▸ **Schriftliche Aufgabe 1**: In welcher Sprache ruft der Pilot laut dem Text über Durchsagen in Flugzeugen bei Airlines aus Österreich, Deutschland und der Schweiz kurz vor der Landung seine Aufforderung an die Kabinenbesatzung aus?

▸ **Zitierte Textstelle**:
· · · ·

Ich ersuche die geschätzte Luftfahrt um die Vermeidung von unnötigen
Durchsagen in Flugzeugen und begründe dies wie folgt:
Immer ruft der Pilot kurz vor der Landung fast schon panisch: Cabin crew
prepare for landing!!! In der jeweiligen Landessprache der Airline, in Airlines
aus Österreich, Deutschland und der Schweiz auf Englisch. Alle im Publikum
wissen nun, dass es gleich eine Landung gibt. Trotzdem ergreift kurz darauf der
Steward das Wort und fordert zu allerlei Handlungen und zur Vermeidung anderer
auf, nachdem er wiederholt hat, dass in Kürze gelandet wird. Ein ´Achtung
Landung und eh schon wissen´ des Piloten hätte vollkommen gereicht. Der Steward
soll sich in Ruhe hinsetzen und anschnallen können.
Während des Flugs meint der Kapitän, die Außentemperatur, Flughöhe und
die Temperatur am Ankunftsort mitteilen zu müssen, Stunden vor Zielerreichung.
Die Temperatur ändert sich bis zur Landung, wie sie sich zwischen Tag und Nacht
nunmal ändert, die Außentemperatur ist zwar aktuell, ändert sich aber
ebenfalls, zum Glück, mit der Flughöhe, die natürlich überlebensnotwendig zu
wissen ist, wenn man einen Überschallflug aus der Stratosphäre samt Eintrag ins
Guinness Buch der Rekorde plant. Diese Durchsage des Kapitäns kann man
vergessen, wie man seinen Namen vergisst und den des vom Kapitän vorgestellten
Copiloten ebenso. Auch ist es dem Mitreisenden ziemlich egal, ob das Flugzeug
gerade vom Kapitän oder vom Copiloten oder vom Autopiloten (das wird aber nie
durchgesagt) gesteuert wird. Sowieso hat man ihn akustisch nicht verstanden und
noch nie glaub ich hat ihm jemand von seinem Urlaubsort eine Ansichtskarte
geschickt.
Auch der Purser stellt sich mit seinem Namen vor und sagt dazu, dass er
der Purser ist. Was bedeutet Purser? Soll ich es lernen, brauch ich es im Leben
außerhalb des Flugzeugs? Und welcher ist der dazu passende Körper zur
Durchsagestimme? Selbst in ganz kleinen Flugzeugen verstecken sich die Ansager
immer hinter einer Wand, oft der einzig vorhandenen, während sie in den
Telefonhörer säuseln, dessen oberes Ende dabei nicht am Ohr anliegt, sondern
waagrecht wegsteht, wie das angelegte Ohr einer Giraffe, so dass es ein paar
Zentimeter von der Wand hervorlugt, so dass man erahnen kann, dass die Durchsage
gerade in diesem Dings ihren Ursprung nimmt und die Person, die das Telefon
bedient mit großer Wahrscheinlichkeit der Purser ist.

· · · ·

▸ **Eingabedaten**:
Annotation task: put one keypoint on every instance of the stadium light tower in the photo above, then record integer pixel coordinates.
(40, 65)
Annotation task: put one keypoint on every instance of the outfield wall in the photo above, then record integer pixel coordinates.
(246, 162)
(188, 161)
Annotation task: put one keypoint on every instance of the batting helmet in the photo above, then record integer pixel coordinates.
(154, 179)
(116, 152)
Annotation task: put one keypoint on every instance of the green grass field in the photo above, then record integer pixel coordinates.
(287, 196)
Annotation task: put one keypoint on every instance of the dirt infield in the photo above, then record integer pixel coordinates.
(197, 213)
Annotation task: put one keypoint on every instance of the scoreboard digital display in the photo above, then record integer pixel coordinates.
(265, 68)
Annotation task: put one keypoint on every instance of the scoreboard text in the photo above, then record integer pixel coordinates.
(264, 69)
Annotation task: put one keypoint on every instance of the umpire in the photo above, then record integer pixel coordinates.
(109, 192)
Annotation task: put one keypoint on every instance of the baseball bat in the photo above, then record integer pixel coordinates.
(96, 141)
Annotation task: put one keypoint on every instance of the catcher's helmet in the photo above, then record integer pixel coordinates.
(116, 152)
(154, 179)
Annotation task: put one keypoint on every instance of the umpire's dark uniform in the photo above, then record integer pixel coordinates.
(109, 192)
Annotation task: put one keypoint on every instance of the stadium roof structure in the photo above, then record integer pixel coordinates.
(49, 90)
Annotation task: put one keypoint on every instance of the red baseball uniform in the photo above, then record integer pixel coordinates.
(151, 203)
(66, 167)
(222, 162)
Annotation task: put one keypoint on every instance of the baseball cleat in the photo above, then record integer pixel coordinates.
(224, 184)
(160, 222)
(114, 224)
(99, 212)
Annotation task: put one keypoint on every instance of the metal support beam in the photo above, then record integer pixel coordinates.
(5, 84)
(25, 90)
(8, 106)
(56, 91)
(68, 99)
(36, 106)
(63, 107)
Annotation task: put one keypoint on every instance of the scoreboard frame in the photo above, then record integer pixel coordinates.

· · · ·

▸ **Schriftliche Aufgabe 2**: Kopiere die Zeilen der Datensätze unverändert, beginnend mit der Zeile, die „Annotation task: put one keypoint on every instance of the red“ enthält, bis zum Ende der Datensätze, wobei beide Enden mit eingeschlossen sind.

▸ **Lösung der Aufgabe 1**: Auf Englisch.

▸ **Lösung der Aufgabe 2**:
Annotation task: put one keypoint on every instance of the red baseball uniform in the photo above, then record integer pixel coordinates.
(151, 203)
(66, 167)
(222, 162)
Annotation task: put one keypoint on every instance of the baseball cleat in the photo above, then record integer pixel coordinates.
(224, 184)
(160, 222)
(114, 224)
(99, 212)
Annotation task: put one keypoint on every instance of the metal support beam in the photo above, then record integer pixel coordinates.
(5, 84)
(25, 90)
(8, 106)
(56, 91)
(68, 99)
(36, 106)
(63, 107)
Annotation task: put one keypoint on every instance of the scoreboard frame in the photo above, then record integer pixel coordinates.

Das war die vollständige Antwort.